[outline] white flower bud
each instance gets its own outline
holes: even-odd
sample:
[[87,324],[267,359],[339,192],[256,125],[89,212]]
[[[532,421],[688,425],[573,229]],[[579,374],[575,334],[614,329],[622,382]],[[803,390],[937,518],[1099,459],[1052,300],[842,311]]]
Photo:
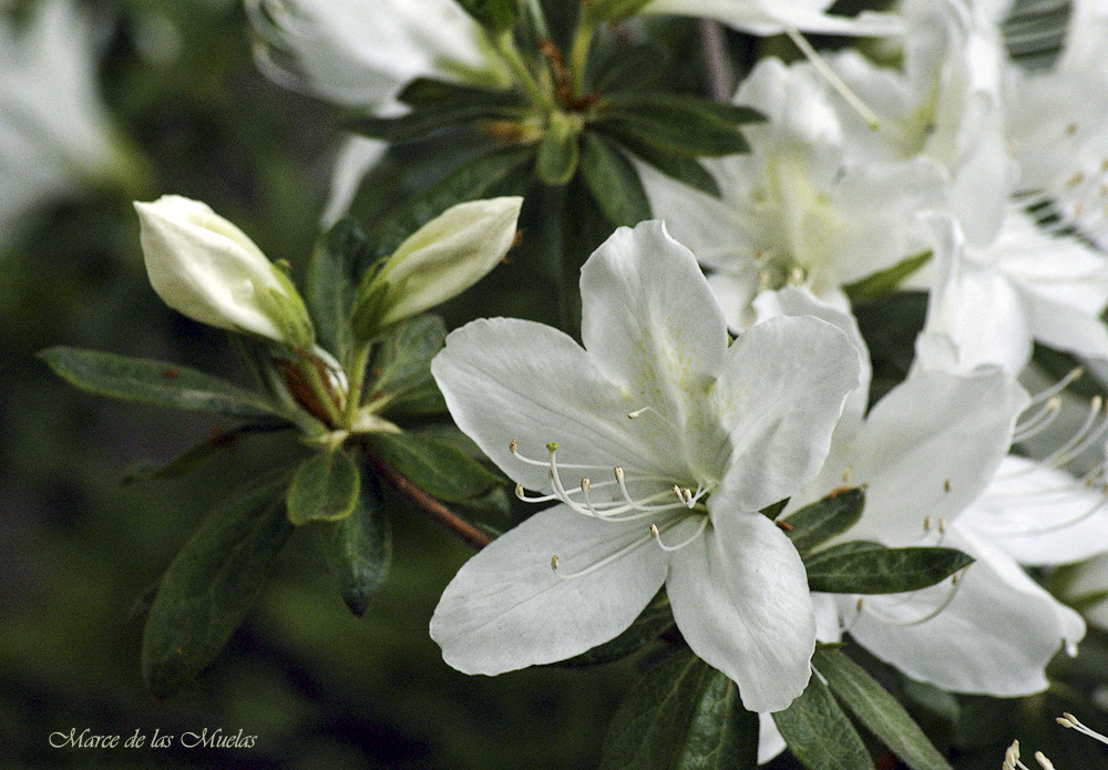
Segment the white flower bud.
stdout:
[[356,327],[382,329],[473,286],[512,247],[522,205],[521,197],[462,203],[420,227],[362,280]]
[[245,233],[179,195],[135,203],[135,209],[146,274],[166,305],[202,324],[311,347],[304,300]]

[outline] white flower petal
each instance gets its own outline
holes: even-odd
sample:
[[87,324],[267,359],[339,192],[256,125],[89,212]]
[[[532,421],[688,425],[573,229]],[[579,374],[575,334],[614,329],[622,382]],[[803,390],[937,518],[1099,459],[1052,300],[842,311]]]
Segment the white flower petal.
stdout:
[[714,513],[674,554],[666,589],[689,647],[739,686],[750,711],[787,708],[815,649],[808,577],[797,550],[761,514]]
[[859,370],[847,335],[813,317],[771,318],[742,332],[716,388],[732,446],[716,495],[757,511],[810,481]]
[[954,692],[1015,697],[1045,689],[1046,664],[1084,634],[1079,618],[957,524],[946,545],[978,559],[946,608],[913,625],[945,600],[950,581],[912,594],[868,596],[869,608],[849,623],[850,634],[909,676]]
[[[622,557],[568,577],[636,541]],[[434,610],[431,638],[465,674],[564,660],[626,629],[665,582],[667,559],[642,523],[602,522],[558,505],[462,566]]]
[[[659,470],[674,462],[655,459],[655,449],[661,454],[671,439],[652,432],[667,429],[628,420],[627,412],[642,404],[608,382],[573,339],[542,324],[473,321],[447,337],[431,372],[459,428],[530,490],[548,489],[548,470],[513,455],[513,440],[522,455],[541,461],[548,456],[546,443],[557,442],[564,462],[607,469],[605,479],[616,464]],[[567,484],[599,471],[575,473]]]

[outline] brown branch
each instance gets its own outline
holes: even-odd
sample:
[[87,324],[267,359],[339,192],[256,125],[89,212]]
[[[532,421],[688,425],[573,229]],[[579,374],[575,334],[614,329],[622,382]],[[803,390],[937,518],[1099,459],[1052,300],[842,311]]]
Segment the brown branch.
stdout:
[[478,550],[483,548],[492,542],[492,537],[416,486],[416,484],[411,483],[407,476],[392,468],[392,465],[380,458],[373,456],[371,452],[366,452],[366,458],[369,460],[369,464],[373,466],[373,470],[389,482],[389,485],[393,490],[410,500],[418,509],[431,516],[431,519],[444,526],[453,535]]
[[700,19],[700,45],[708,70],[708,94],[717,102],[731,101],[735,81],[731,78],[731,62],[727,58],[727,38],[718,21]]

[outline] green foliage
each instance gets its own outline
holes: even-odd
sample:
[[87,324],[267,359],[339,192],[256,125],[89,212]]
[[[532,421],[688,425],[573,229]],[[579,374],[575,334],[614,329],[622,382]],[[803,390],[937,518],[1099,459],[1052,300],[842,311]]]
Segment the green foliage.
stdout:
[[650,218],[650,202],[638,172],[598,134],[585,134],[581,174],[593,199],[613,225],[628,227]]
[[442,439],[419,433],[370,433],[369,452],[432,497],[464,503],[489,494],[504,481]]
[[340,219],[320,237],[308,263],[305,301],[319,343],[346,361],[353,347],[350,315],[358,286],[358,268],[369,247],[353,219]]
[[886,548],[850,542],[804,558],[808,587],[831,594],[896,594],[935,585],[973,558],[954,548]]
[[305,460],[288,487],[288,520],[334,522],[355,512],[361,494],[358,466],[345,452],[316,452]]
[[61,346],[39,358],[70,384],[98,396],[246,420],[287,417],[284,408],[256,393],[175,363]]
[[639,680],[616,711],[601,770],[752,770],[758,715],[730,679],[688,648]]
[[808,687],[773,723],[789,751],[809,770],[873,770],[873,760],[850,719],[820,678]]
[[156,697],[173,695],[215,659],[265,587],[293,532],[287,483],[280,473],[234,493],[170,564],[142,644],[143,677]]
[[431,359],[442,350],[447,325],[439,316],[398,324],[378,345],[370,369],[369,400],[384,399],[386,415],[441,414],[447,402],[431,377]]
[[362,480],[361,494],[349,516],[320,521],[314,526],[342,600],[361,617],[384,582],[392,559],[392,532],[377,480]]
[[912,770],[951,770],[904,707],[841,650],[817,649],[812,665],[858,720]]
[[837,490],[790,513],[783,520],[791,527],[786,534],[797,551],[804,554],[854,526],[862,517],[864,506],[865,491],[862,487]]

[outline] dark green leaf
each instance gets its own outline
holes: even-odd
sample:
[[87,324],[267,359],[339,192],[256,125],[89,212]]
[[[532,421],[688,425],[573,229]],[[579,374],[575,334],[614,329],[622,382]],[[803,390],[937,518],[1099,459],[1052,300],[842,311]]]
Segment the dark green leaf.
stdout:
[[432,497],[464,503],[503,480],[442,439],[418,433],[371,433],[372,453]]
[[951,770],[904,707],[864,668],[829,649],[817,649],[812,665],[858,720],[912,770]]
[[[408,236],[451,206],[483,197],[501,179],[527,163],[533,154],[529,147],[483,155],[393,207],[369,234],[372,258],[391,255]],[[368,267],[368,264],[361,266],[362,269]]]
[[773,723],[809,770],[873,770],[854,726],[814,674],[789,708],[773,713]]
[[370,365],[369,400],[386,398],[386,415],[440,414],[447,402],[431,377],[431,359],[442,350],[447,325],[438,316],[417,316],[393,327]]
[[265,586],[293,526],[281,473],[212,512],[162,577],[146,618],[143,677],[156,697],[191,682],[226,645]]
[[579,126],[562,113],[551,116],[535,158],[535,174],[543,184],[564,185],[573,178],[581,160],[579,133]]
[[229,431],[220,431],[207,441],[196,444],[167,463],[157,464],[150,461],[135,463],[123,473],[123,478],[120,479],[120,483],[132,484],[136,481],[150,481],[153,479],[176,479],[194,471],[220,452],[229,452],[235,448],[238,438],[242,435],[268,432],[273,430],[285,430],[287,428],[288,425],[286,424],[248,424],[239,425],[238,428],[234,428]]
[[653,83],[666,65],[668,51],[654,42],[616,45],[589,71],[588,90],[608,93]]
[[512,29],[520,12],[519,0],[458,0],[458,4],[493,32]]
[[674,614],[669,608],[669,597],[666,596],[666,591],[663,588],[623,634],[568,660],[552,665],[574,668],[619,660],[635,655],[642,651],[645,646],[657,641],[658,635],[673,625]]
[[319,345],[345,361],[352,345],[350,314],[358,287],[358,266],[369,248],[353,219],[340,219],[316,244],[308,264],[305,301]]
[[931,251],[923,251],[911,257],[905,257],[892,267],[888,267],[872,276],[866,276],[853,284],[843,286],[843,291],[850,297],[851,304],[863,302],[868,299],[883,297],[896,290],[905,279],[915,274],[931,259]]
[[64,347],[39,358],[70,384],[98,396],[250,420],[284,417],[279,405],[257,393],[175,363]]
[[628,227],[650,218],[650,202],[638,172],[623,153],[595,133],[584,135],[581,173],[604,216]]
[[363,479],[361,489],[351,515],[315,527],[342,600],[358,617],[384,582],[392,557],[392,535],[377,480]]
[[935,585],[972,563],[954,548],[859,548],[843,543],[807,556],[804,568],[812,591],[896,594]]
[[758,716],[726,676],[679,649],[646,673],[616,711],[601,770],[757,767]]
[[712,197],[718,198],[720,196],[716,177],[696,158],[658,150],[654,145],[639,142],[627,135],[622,137],[622,143],[624,147],[638,155],[643,161],[646,161],[666,176],[683,182],[689,187],[699,189],[701,193],[711,195]]
[[342,452],[316,452],[297,469],[288,487],[288,520],[334,522],[353,513],[361,479],[353,460]]
[[821,500],[790,513],[784,523],[797,551],[804,553],[825,543],[858,523],[865,505],[865,492],[860,487],[835,490]]

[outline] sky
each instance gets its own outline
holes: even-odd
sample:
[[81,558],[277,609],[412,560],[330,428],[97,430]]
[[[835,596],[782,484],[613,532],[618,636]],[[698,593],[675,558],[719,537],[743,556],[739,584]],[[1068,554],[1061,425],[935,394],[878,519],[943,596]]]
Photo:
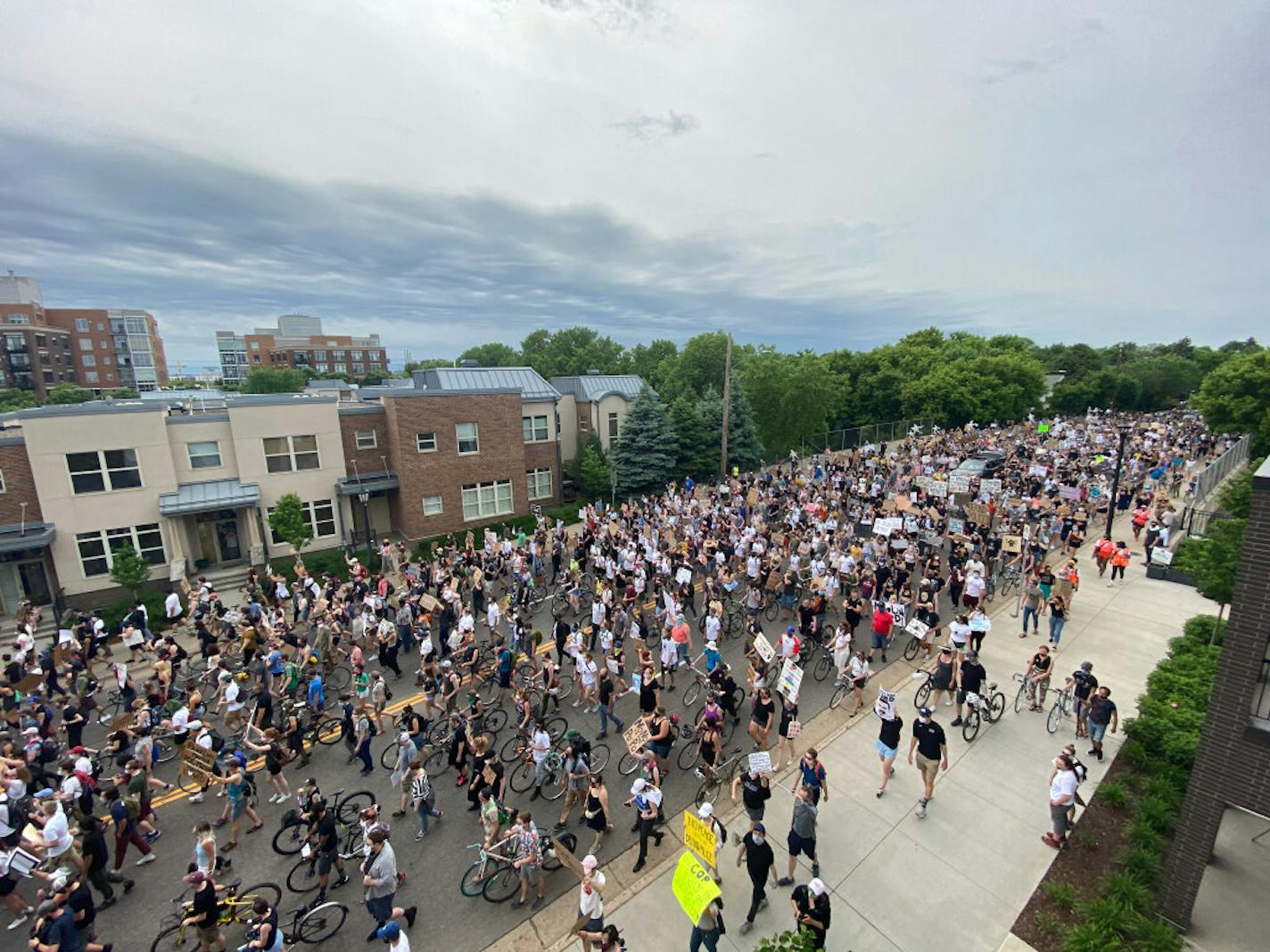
....
Please count the lines in the items above that contain the string "Segment". Reply with the number only.

- **COMPLETE ANSWER**: 5